(Records from a collection)
━━━━━━

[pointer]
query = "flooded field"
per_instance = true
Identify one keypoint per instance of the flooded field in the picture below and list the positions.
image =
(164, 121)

━━━━━━

> [Directive]: Retype every line of the records above, changing nothing.

> [The reply]:
[pointer]
query = "flooded field"
per_instance = true
Identify one keypoint per instance of the flooded field in the picture below and list the positions.
image =
(164, 121)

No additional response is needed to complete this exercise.